[Extrait du document]:
■ ■ ■ ■ ■

Si Karim Tabbou a pu tenir meetings à Béjaïa, Tizi Ouzou, Bordj Bou Arreridj et Sétif, il le doit à la spécificité de cette région, à son hostilité historique dès juillet 1962 au triumvirat Ben Bella-Boumediene-Khider. "Le FFS a défié le pouvoir en organisant, jeudi matin (2/04), durant plus d’une heure, malgré l’interdiction qui lui aurait été signifiée, un meeting sur la voie publique, devant le siège de sa section locale situé en plein centre de Tizi Ouzou." Le Soir d’Algérie 5 avril 2009.
Le FFS veut se donner le beau rôle en apparaissant comme le seul opposant à Bouteflika. Pourtant, lorsque le vent de la contestation se lève en janvier 2011 contre ce dernier, le zaïm freinera des quatre fers et savonnera la planche à la Coordination nationale pour le changement et la démocratie (CNCD) qui échappe à sa tutelle. Tel est le paradoxe de Hocine Aït Ahmed. Durant cette campagne électorale, Karim Tabbou sait à l’occasion caresser dans le sens du poil. Alors que les dirigeants du FFS s’efforcent d’occulter le mot Kabylie pour lui substituer celui de la "région centre", le premier secrétaire n’hésite pas cette fois à flatter l’orgueil des Kabyles. Evoquant le printemps sanglant de 2001 avec d’ailleurs l’arrière-pensée de le récupérer à postériori, il déclare : "C’est une insulte pour la région de la part de Bouteflika qui dit ignorer les commanditaires. Souvenez-vous, c’est Zerhouni qui a traité Guermah de voyou", Liberté 7 avril 2009.

■ ■ ■ ■ ■

[Données enregistrées]:

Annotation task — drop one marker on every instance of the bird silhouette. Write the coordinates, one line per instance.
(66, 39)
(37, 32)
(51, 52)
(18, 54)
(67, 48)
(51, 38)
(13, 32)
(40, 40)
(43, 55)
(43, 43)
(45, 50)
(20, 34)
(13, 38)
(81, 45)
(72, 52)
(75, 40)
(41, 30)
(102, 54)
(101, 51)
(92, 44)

■ ■ ■ ■ ■

[Travail demandé]:
1: D'après l'extrait, à quel moment le vent de la contestation se lève-t-il contre Bouteflika ?
2: Recopiez le passage de l'extrait qui commence à "Si Karim Tabbou" et se termine à "5 avril 2009.".
Les enregistrements proviennent d'une autre source.

[Réponses par tâche]:
1: En janvier 2011.

2:
Si Karim Tabbou a pu tenir meetings à Béjaïa, Tizi Ouzou, Bordj Bou Arreridj et Sétif, il le doit à la spécificité de cette région, à son hostilité historique dès juillet 1962 au triumvirat Ben Bella-Boumediene-Khider. "Le FFS a défié le pouvoir en organisant, jeudi matin (2/04), durant plus d’une heure, malgré l’interdiction qui lui aurait été signifiée, un meeting sur la voie publique, devant le siège de sa section locale situé en plein centre de Tizi Ouzou." Le Soir d’Algérie 5 avril 2009.